━━ Source material ━━

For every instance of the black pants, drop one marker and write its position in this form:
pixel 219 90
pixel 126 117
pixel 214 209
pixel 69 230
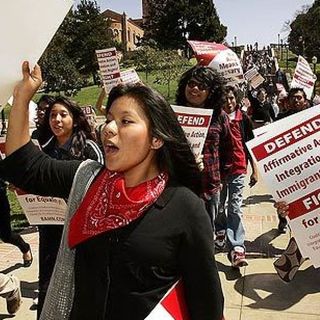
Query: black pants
pixel 6 233
pixel 49 242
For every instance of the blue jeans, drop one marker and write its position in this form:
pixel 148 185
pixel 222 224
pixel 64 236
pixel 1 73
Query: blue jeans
pixel 232 222
pixel 212 205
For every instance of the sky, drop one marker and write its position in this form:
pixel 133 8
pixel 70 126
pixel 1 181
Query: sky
pixel 247 20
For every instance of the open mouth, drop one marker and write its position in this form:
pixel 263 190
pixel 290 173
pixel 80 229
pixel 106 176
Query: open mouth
pixel 110 148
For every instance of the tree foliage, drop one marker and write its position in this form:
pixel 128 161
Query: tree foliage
pixel 70 57
pixel 304 37
pixel 172 22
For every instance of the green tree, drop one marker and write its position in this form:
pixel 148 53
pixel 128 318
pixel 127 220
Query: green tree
pixel 304 37
pixel 172 22
pixel 170 67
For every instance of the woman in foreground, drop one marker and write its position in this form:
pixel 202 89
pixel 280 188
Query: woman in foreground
pixel 133 227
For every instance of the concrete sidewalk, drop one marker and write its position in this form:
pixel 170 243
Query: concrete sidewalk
pixel 255 293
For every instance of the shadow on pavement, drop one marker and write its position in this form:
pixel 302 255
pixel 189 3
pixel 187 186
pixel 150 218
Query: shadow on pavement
pixel 282 295
pixel 257 199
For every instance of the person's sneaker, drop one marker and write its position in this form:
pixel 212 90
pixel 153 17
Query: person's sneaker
pixel 14 299
pixel 237 257
pixel 220 240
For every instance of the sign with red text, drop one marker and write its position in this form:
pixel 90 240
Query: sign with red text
pixel 129 76
pixel 254 77
pixel 288 158
pixel 172 306
pixel 303 77
pixel 220 58
pixel 109 68
pixel 21 38
pixel 195 123
pixel 41 210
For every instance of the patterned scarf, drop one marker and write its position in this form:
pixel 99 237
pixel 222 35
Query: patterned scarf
pixel 109 205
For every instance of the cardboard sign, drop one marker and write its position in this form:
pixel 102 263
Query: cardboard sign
pixel 21 39
pixel 220 58
pixel 39 210
pixel 195 123
pixel 254 77
pixel 172 306
pixel 288 158
pixel 109 68
pixel 303 77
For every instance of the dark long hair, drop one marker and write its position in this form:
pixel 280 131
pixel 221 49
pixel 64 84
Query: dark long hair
pixel 175 156
pixel 211 79
pixel 81 127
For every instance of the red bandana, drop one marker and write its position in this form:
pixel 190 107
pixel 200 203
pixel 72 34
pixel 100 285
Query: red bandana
pixel 109 205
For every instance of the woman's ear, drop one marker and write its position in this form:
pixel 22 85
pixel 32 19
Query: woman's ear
pixel 156 143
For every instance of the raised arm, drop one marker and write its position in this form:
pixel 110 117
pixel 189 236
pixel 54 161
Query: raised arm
pixel 18 128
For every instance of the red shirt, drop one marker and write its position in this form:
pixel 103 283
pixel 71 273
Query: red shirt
pixel 239 160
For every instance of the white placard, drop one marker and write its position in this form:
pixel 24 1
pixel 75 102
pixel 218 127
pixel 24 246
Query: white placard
pixel 288 158
pixel 26 28
pixel 304 77
pixel 109 68
pixel 129 76
pixel 38 209
pixel 41 210
pixel 195 123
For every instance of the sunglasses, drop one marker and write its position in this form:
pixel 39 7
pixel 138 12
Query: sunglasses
pixel 201 86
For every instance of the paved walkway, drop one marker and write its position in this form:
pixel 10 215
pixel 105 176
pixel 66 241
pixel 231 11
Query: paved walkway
pixel 255 293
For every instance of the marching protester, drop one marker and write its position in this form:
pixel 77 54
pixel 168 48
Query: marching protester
pixel 232 224
pixel 10 290
pixel 134 226
pixel 70 138
pixel 6 233
pixel 202 87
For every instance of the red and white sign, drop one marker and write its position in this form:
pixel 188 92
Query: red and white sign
pixel 129 76
pixel 172 306
pixel 195 123
pixel 288 158
pixel 109 68
pixel 220 58
pixel 304 77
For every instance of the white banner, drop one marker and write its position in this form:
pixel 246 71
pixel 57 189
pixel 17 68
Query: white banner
pixel 26 28
pixel 288 158
pixel 195 123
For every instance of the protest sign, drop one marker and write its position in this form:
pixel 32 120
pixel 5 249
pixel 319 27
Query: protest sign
pixel 129 76
pixel 303 77
pixel 288 158
pixel 172 306
pixel 254 77
pixel 220 58
pixel 38 209
pixel 195 123
pixel 19 38
pixel 90 116
pixel 42 210
pixel 109 68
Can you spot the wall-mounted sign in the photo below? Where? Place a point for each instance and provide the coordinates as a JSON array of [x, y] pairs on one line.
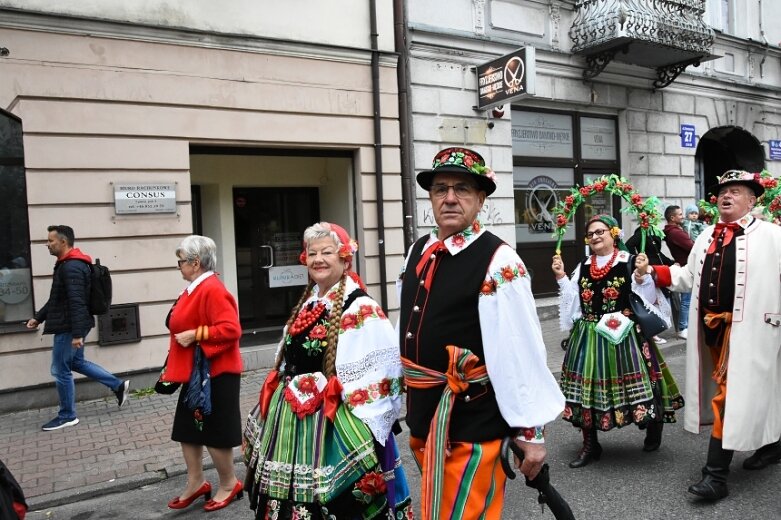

━━━

**Aim:**
Output every line of the records above as a JSON list of strings, one string per line, with blank lines omitted. Leave the pictures out.

**Solution:**
[
  "For every instance of the black pants, drop one marker and write its position in this form:",
  "pixel 219 90",
  "pixel 126 117",
  "pixel 214 209",
  "pixel 69 230",
  "Query: black pants",
  "pixel 6 233",
  "pixel 49 242",
  "For every instance of the blue jeans, drop one marker and write its position in this form:",
  "pixel 148 185",
  "pixel 222 224",
  "pixel 64 236",
  "pixel 1 73",
  "Query: blue jeans",
  "pixel 232 222",
  "pixel 212 205",
  "For every instance of the sky, drop one marker and write its position in this form:",
  "pixel 133 8",
  "pixel 70 126",
  "pixel 1 181",
  "Query: sky",
  "pixel 247 20",
  "For every instance of the open mouth, drop one marker and write its position in this form:",
  "pixel 263 190",
  "pixel 290 173",
  "pixel 80 229",
  "pixel 106 176",
  "Query: open mouth",
  "pixel 110 148",
  "For every instance of the tree foliage, drop one marker and write its position in this form:",
  "pixel 128 161",
  "Query: tree foliage",
  "pixel 70 57",
  "pixel 304 37",
  "pixel 172 22",
  "For every instance of the green tree, drop one marker and write its position in this form:",
  "pixel 148 53",
  "pixel 128 318",
  "pixel 127 220",
  "Query: green tree",
  "pixel 304 37",
  "pixel 172 22",
  "pixel 170 67",
  "For every instance of the woman in foreground, drop one marker and write its position in this form:",
  "pixel 202 89",
  "pixel 280 188",
  "Query: woman in foreground",
  "pixel 133 227",
  "For every instance of the concrete sidewalk, drop one marker and write its position in this form:",
  "pixel 170 243",
  "Query: concrete sidewalk",
  "pixel 255 293",
  "For every instance of the shadow on pavement, drop one marker and write its position in this form:",
  "pixel 302 255",
  "pixel 189 3",
  "pixel 187 186",
  "pixel 150 218",
  "Query: shadow on pavement",
  "pixel 282 295",
  "pixel 257 199",
  "For every instance of the person's sneaker, drop one marker and write its position in this form:",
  "pixel 212 90",
  "pixel 153 17",
  "Query: person's sneaker",
  "pixel 14 299",
  "pixel 237 257",
  "pixel 220 240",
  "For every instance of the sign with red text, drop one marker and write its position in this form:",
  "pixel 90 240",
  "Query: sign with red text",
  "pixel 129 76",
  "pixel 254 77",
  "pixel 288 158",
  "pixel 172 306",
  "pixel 303 77",
  "pixel 220 58",
  "pixel 109 68",
  "pixel 21 38",
  "pixel 195 123",
  "pixel 41 210",
  "For every instance of the patterned scarf, drop one marker and write its position in this form:",
  "pixel 99 237",
  "pixel 222 35",
  "Query: patterned scarf",
  "pixel 109 205",
  "For every instance of the cardboard sign, drop one marker and write its position in this form:",
  "pixel 102 263",
  "Query: cardboard sign",
  "pixel 21 39",
  "pixel 220 58",
  "pixel 39 210",
  "pixel 195 123",
  "pixel 254 77",
  "pixel 172 306",
  "pixel 288 158",
  "pixel 109 68",
  "pixel 303 77",
  "For every instance of the dark long hair, drop one marker and write its position in this form:",
  "pixel 280 131",
  "pixel 221 49",
  "pixel 64 84",
  "Query: dark long hair",
  "pixel 175 156",
  "pixel 211 79",
  "pixel 81 127",
  "For every instance of the red bandana, drop one marker and write its position in this form:",
  "pixel 190 107",
  "pixel 200 203",
  "pixel 72 34",
  "pixel 100 285",
  "Query: red bandana",
  "pixel 109 205",
  "For every instance of the woman's ear, drop one marker and write its position in this form:",
  "pixel 22 85",
  "pixel 32 19",
  "Query: woman's ear",
  "pixel 156 143",
  "For every instance of the raised arm, drop one marker and write its position in this form:",
  "pixel 110 117",
  "pixel 189 236",
  "pixel 54 161",
  "Query: raised arm",
  "pixel 18 128",
  "For every instance of the red shirt, drop one marker and write its position in this form:",
  "pixel 103 283",
  "pixel 71 273",
  "Query: red shirt",
  "pixel 239 160",
  "For every instance of the white placard, drop one marker and write its position in this form:",
  "pixel 24 1",
  "pixel 75 102",
  "pixel 218 127",
  "pixel 24 246",
  "Query: white placard",
  "pixel 288 158",
  "pixel 26 28",
  "pixel 304 77",
  "pixel 109 68",
  "pixel 129 76",
  "pixel 38 209",
  "pixel 41 210",
  "pixel 195 123",
  "For every instance of the sunglasses, drop one marker and write its position in this form:",
  "pixel 39 7",
  "pixel 138 12",
  "Query: sunglasses",
  "pixel 201 86",
  "For every instance of the paved walkway, drop one marker and write its position in this form:",
  "pixel 10 215",
  "pixel 105 176",
  "pixel 66 241",
  "pixel 231 11",
  "Query: paved walkway",
  "pixel 255 293",
  "For every instance of the marching protester, drop one marker and write its position in this form:",
  "pixel 77 54",
  "pixel 168 48",
  "Query: marching protester",
  "pixel 232 224",
  "pixel 10 290",
  "pixel 134 226",
  "pixel 70 138",
  "pixel 6 233",
  "pixel 202 87",
  "For every instance of the red and white sign, drop one marker and write its position in this form:",
  "pixel 188 92",
  "Query: red and white sign",
  "pixel 129 76",
  "pixel 172 306",
  "pixel 195 123",
  "pixel 288 158",
  "pixel 109 68",
  "pixel 220 58",
  "pixel 304 77",
  "For every instance of the white banner, drop one marker and write its position in this form:",
  "pixel 246 71",
  "pixel 57 189",
  "pixel 17 68",
  "Query: white banner",
  "pixel 26 28",
  "pixel 288 158",
  "pixel 195 123",
  "For every instance of the protest sign, drop one marker and write its position in this form:",
  "pixel 32 120",
  "pixel 5 249",
  "pixel 319 27",
  "Query: protest sign",
  "pixel 129 76",
  "pixel 303 77",
  "pixel 288 158",
  "pixel 172 306",
  "pixel 254 77",
  "pixel 220 58",
  "pixel 38 209",
  "pixel 195 123",
  "pixel 19 38",
  "pixel 90 116",
  "pixel 42 210",
  "pixel 109 68",
  "Can you spot the wall-mounted sign in the photo below? Where? Place a point for each instance and provide the coordinates as a JSON array of [x, y] pairs on one line."
]